Di necessità, virtù. Il mondo della Sanità si affaccia alla sfera del sociale, nel senso più ampio del termine, riconoscendo una cittadinanza attiva che può contribuire alla salute di tutti, specialmente attraverso il motore del volontariato con cui arriva oggi a stringere un patto di alleanza per unire le forze e portare avanti obiettivi comuni, per far fronte alla situazione di disagio individuale e collettivo causata dall’epidemia vera e propria della malattia cronica.
Dal Rapporto FAVO (Federazione Italiana delle Associazioni di Volontariato in Oncologia) sulla condizione assistenziale dei malati oncologici del 2016, si evince che: “La crisi economico-finanziaria ha riscritto i contenuti dell’assistenza necessaria e possibile, anche per i malati di cancro. La combinazione reattiva con i cambiamenti demografici, con la disgregazione del precedente modello di famiglia e con l’aumento esponenziale dei costi dell’innovazione tecnologica rende necessaria una nuova visione del welfare che si avvalga anche dei contributi di attori non istituzionali, ma capaci di rappresentare e interpretare la domanda di assistenza come le associazioni dei malati. Ai nuovi bisogni complessi non corrispondono, infatti, adeguate risposte. Il sistema sanitario è in sofferenza, schiacciato dalla contingenza e dall’improvvisato contenimento della spesa. È anche orfano di un progetto politico che ne attualizzi gli scopi e lo renda al passo con i tempi. L’associazionismo dei malati dovrà intervenire nella costruzione della nuova visione, ponendosi come stabile interlocutore al fianco di tutti gli attori coinvolti nel cambiamento. Il contributo del volontariato oncologico è pertanto centrale e strategico in ragione dell’elevato impatto economico e sociale del cancro, sia con riferimento alla fase acuta, sia con riferimento alla fase di riabilitazione ancora oggi sorprendentemente trascurata dal Servizio sanitario nazionale”.

### Cosa fare
Prosegui il brano qui sopra sul volontariato in ambito sanitario, ripartendo subito dopo la sua ultima frase.

### Righe elencate
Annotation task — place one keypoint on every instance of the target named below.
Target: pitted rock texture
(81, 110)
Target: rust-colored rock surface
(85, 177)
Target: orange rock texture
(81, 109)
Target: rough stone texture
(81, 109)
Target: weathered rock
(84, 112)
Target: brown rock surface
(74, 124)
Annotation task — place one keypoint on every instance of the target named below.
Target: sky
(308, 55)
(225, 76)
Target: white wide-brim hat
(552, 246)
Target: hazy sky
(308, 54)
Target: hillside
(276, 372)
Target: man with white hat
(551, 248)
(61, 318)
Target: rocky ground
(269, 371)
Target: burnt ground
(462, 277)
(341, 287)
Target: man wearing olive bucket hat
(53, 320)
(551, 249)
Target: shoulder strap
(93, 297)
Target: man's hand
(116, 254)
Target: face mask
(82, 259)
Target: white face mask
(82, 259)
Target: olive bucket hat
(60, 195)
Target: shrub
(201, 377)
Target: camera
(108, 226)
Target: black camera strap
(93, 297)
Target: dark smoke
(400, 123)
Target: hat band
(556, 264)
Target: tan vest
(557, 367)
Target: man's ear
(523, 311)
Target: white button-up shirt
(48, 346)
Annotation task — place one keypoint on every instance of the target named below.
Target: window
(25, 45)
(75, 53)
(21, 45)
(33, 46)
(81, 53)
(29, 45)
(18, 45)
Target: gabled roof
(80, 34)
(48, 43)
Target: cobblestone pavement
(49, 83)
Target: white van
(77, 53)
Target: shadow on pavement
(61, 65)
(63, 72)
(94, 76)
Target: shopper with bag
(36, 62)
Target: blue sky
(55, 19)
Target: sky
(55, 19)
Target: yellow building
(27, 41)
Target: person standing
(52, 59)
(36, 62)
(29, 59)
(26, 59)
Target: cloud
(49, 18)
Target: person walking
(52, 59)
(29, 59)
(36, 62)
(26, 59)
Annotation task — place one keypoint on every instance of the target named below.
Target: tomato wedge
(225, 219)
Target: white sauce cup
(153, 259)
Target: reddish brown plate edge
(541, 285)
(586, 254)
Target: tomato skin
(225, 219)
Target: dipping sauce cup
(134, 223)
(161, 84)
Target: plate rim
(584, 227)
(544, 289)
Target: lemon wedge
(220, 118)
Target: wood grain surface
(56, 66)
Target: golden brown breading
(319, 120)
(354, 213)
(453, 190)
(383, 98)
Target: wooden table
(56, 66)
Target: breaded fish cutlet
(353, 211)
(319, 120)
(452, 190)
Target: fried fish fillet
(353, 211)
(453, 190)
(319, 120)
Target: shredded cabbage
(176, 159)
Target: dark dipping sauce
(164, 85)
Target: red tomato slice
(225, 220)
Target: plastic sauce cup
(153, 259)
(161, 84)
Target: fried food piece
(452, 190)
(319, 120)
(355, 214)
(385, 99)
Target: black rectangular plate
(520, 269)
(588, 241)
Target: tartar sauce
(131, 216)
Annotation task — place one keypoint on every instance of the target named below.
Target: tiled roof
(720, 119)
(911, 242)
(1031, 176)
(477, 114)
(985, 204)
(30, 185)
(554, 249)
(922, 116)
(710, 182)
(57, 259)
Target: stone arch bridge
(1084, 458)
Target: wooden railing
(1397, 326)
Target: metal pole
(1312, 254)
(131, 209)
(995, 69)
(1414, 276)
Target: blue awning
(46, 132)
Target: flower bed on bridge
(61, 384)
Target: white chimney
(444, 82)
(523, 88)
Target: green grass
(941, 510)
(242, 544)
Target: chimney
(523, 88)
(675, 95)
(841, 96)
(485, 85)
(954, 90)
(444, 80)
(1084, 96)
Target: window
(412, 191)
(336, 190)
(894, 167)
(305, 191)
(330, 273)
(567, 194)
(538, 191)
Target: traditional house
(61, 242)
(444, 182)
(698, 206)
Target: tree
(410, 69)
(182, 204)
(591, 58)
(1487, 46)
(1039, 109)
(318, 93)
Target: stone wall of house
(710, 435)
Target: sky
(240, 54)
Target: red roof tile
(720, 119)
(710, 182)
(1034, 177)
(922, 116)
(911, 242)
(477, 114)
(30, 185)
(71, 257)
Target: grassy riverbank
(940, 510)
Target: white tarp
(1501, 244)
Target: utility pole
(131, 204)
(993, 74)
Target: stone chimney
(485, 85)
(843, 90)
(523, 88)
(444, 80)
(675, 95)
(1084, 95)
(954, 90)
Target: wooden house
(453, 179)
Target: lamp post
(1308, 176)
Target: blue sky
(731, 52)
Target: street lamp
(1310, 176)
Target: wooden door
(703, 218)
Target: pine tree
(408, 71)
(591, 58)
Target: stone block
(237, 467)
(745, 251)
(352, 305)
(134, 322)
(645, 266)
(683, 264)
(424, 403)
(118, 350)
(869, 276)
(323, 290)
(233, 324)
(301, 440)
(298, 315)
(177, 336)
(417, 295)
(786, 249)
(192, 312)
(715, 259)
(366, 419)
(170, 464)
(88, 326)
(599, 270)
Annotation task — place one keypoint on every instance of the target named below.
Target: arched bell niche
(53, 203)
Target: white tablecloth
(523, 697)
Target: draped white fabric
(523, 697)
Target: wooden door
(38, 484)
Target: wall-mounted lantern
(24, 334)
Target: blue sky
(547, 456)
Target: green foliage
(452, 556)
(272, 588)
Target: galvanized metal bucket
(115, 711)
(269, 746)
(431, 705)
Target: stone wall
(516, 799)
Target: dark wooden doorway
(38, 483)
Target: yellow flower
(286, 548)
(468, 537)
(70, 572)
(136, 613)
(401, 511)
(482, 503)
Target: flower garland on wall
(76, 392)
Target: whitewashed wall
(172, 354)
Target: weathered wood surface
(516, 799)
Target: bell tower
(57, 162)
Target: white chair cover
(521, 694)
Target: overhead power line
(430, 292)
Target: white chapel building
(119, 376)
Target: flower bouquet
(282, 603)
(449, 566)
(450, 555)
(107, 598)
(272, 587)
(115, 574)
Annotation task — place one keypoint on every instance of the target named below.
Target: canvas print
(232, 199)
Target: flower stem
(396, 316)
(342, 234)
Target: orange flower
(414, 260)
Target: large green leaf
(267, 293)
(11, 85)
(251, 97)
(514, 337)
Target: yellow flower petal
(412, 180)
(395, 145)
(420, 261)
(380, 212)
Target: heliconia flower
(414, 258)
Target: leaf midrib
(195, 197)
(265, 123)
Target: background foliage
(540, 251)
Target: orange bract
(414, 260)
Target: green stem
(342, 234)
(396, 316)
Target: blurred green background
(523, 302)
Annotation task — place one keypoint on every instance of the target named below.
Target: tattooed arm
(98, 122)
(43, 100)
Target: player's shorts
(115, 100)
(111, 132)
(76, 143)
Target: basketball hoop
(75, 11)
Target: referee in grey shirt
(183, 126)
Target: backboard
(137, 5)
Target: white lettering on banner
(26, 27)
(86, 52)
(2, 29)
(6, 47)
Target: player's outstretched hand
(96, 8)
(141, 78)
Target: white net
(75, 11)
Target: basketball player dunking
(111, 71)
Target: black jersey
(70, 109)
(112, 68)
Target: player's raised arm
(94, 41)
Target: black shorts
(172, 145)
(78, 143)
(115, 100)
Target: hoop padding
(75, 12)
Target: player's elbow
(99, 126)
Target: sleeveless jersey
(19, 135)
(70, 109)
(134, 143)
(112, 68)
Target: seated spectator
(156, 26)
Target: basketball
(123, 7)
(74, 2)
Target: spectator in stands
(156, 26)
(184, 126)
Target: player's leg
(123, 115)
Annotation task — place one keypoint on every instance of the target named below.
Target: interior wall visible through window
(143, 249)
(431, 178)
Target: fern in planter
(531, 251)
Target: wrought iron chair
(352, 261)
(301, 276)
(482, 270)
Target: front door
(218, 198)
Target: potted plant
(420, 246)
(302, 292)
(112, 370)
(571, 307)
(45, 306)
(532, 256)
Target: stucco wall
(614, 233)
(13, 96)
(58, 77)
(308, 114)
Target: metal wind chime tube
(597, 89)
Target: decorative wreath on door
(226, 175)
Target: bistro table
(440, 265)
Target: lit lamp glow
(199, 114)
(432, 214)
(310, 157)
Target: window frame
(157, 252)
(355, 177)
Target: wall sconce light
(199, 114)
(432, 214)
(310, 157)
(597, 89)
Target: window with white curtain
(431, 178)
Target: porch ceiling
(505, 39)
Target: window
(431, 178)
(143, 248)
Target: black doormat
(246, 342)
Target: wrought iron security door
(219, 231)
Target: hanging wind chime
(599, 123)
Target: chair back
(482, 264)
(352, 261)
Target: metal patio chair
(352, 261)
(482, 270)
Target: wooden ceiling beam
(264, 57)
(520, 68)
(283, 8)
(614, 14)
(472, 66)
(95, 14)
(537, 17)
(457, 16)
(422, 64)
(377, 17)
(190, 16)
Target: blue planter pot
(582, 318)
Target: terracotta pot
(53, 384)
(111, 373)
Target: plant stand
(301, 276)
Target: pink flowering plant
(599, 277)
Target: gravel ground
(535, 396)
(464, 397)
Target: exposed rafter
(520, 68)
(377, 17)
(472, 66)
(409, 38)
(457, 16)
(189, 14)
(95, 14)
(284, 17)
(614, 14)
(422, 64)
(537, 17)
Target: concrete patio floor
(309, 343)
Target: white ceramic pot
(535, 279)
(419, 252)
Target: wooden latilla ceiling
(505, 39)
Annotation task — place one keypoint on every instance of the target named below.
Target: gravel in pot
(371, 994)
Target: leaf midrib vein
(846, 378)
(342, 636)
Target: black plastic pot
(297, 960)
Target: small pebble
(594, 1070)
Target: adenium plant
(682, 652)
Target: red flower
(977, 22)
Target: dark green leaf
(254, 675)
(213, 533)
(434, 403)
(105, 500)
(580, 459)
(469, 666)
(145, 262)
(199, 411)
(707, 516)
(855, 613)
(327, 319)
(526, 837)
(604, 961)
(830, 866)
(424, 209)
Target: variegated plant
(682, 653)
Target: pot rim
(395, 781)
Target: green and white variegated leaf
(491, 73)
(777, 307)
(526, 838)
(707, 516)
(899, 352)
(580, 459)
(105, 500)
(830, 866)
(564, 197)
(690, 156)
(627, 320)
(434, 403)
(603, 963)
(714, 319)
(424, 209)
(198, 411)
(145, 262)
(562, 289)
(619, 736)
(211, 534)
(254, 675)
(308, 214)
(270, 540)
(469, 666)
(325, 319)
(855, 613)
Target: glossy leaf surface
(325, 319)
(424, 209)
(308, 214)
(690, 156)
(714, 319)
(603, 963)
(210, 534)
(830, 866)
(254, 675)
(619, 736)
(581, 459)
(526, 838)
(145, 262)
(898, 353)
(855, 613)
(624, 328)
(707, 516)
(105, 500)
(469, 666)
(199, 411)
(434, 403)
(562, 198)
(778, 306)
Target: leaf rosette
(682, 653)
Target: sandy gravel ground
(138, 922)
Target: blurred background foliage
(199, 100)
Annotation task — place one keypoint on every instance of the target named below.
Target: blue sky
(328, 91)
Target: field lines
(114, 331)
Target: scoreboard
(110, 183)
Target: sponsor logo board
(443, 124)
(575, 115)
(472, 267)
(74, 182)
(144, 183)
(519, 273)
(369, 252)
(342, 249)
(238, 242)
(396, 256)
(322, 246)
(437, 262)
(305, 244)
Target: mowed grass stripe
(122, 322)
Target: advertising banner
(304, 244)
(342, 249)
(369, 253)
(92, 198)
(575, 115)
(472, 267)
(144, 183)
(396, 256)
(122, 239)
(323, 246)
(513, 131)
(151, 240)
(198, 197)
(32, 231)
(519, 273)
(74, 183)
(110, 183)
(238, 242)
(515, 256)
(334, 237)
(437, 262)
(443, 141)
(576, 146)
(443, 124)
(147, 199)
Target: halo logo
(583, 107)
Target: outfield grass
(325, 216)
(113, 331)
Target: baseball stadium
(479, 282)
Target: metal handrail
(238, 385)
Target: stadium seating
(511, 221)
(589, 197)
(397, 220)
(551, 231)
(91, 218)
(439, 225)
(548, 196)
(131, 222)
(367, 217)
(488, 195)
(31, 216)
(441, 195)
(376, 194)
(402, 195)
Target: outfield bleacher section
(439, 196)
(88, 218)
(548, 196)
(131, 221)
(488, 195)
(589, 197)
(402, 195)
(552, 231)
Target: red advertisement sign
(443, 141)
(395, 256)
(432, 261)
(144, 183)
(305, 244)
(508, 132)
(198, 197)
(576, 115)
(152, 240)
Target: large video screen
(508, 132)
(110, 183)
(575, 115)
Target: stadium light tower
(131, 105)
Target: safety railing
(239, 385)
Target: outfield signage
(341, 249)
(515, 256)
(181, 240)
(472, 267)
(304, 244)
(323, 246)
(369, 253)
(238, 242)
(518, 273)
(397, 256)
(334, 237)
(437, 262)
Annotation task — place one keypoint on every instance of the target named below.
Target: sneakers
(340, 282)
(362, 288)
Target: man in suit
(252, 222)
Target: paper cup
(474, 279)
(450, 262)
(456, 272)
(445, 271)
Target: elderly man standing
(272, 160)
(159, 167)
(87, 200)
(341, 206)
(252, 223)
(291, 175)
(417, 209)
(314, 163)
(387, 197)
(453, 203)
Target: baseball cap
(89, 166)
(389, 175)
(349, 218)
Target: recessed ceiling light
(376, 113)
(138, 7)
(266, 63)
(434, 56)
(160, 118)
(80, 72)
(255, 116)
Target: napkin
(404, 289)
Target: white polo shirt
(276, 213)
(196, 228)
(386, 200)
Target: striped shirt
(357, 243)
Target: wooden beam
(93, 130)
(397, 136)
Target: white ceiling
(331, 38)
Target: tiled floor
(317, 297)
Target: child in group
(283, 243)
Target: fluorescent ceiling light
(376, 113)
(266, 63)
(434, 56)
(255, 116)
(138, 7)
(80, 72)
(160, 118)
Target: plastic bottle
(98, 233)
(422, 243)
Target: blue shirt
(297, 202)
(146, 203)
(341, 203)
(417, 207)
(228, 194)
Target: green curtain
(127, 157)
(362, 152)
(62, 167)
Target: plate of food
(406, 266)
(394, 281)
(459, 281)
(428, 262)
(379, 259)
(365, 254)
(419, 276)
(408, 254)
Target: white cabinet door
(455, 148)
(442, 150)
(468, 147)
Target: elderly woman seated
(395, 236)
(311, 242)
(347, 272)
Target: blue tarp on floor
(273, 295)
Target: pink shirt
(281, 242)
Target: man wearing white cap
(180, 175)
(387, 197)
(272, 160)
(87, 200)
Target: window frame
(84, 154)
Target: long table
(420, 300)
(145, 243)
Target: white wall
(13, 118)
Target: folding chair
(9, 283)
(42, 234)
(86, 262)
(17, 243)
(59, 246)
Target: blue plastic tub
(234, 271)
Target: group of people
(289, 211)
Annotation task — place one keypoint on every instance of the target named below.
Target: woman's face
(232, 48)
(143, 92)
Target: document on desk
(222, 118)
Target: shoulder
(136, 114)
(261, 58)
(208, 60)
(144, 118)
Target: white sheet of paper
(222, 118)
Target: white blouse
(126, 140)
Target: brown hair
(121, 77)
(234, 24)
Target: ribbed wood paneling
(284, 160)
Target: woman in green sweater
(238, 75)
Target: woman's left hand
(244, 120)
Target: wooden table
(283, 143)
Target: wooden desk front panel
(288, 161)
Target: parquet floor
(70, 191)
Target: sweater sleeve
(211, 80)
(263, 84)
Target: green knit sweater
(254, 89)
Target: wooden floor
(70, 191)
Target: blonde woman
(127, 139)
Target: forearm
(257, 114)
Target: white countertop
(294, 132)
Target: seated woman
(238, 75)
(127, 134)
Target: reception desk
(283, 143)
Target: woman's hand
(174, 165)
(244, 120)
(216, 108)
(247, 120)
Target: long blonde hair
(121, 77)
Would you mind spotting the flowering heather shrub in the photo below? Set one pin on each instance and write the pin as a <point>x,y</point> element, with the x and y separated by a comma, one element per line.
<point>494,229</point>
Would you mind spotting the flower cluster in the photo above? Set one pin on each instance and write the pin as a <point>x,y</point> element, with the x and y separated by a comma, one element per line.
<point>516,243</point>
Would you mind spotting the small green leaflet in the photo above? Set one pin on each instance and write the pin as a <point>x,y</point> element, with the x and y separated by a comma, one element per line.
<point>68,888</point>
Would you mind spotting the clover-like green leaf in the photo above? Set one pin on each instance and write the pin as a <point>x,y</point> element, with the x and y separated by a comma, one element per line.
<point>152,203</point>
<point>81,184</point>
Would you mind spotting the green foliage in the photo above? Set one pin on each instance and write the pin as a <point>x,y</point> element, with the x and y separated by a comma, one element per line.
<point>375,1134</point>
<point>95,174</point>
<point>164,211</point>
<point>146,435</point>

### Spazio risposta
Diventa importante sapere che esiste una figura di riferimento specializzata come lo Psiconcologo perchè di cancro non è più possibile non-parlare, così come del lutto e della morte cui abbiamo dedicato uno spazio di parola e condivisione di vissuti personali e professionali durante la nostra autoformazione. Oltre alla presa in carico strettamente individuale, il campo di azione dello psiconcologo può ampliarsi rivolgendosi a chi sta attorno alla persona ammalata di cancro: dalla famiglia alla cerchia amicale, e inoltre l’équipe dei curanti e i volontari delle associazioni di riferimento.
La malattia oncologica esiste e si sta diffondendo sempre di più, per tutta una serie di fattori ambientali, genetici, legati agli stili di vita. La buona notizia è che sta aumentando anche la sopravvivenza al cancro che, per quanto auspicata e da considerare ineccepibilmente come un traguardo, pone di fronte a questioni urgenti, ridefinisce il tempo della presa in carico del paziente, interroga sul chi e come deve garantire le cure al paziente cronico, una volta terminato l’iter ospedaliero. Poter parlare di malattia e di cancro fa parte della cura, soprattutto al fine di combattere la condizione di solitudine che affligge molte persone e in particolare chi riceve una diagnosi di malattia.
In ultimo sottolineiamo l’importanza del creare rete sul territorio, orientare e orientarsi rispetto alle risorse a cui attingere, anche nel marasma del web, per rendere accessibili le informazioni rispetto alle associazioni di volontariato e figure professionali specializzate nel campo oncologico (psicologi, nutrizionisti, medici specialisti, estetisti, trainer sportivi,e altri ancora).
BIBLIOGRAFIA
Torta, R. Musso, A. (1997). Psiconcologia. Torino, Il Centro Scientifico.
Engel G.L. (1977). The need for a new medical model: A Challange for biomedicine. Science, 196, 129-136.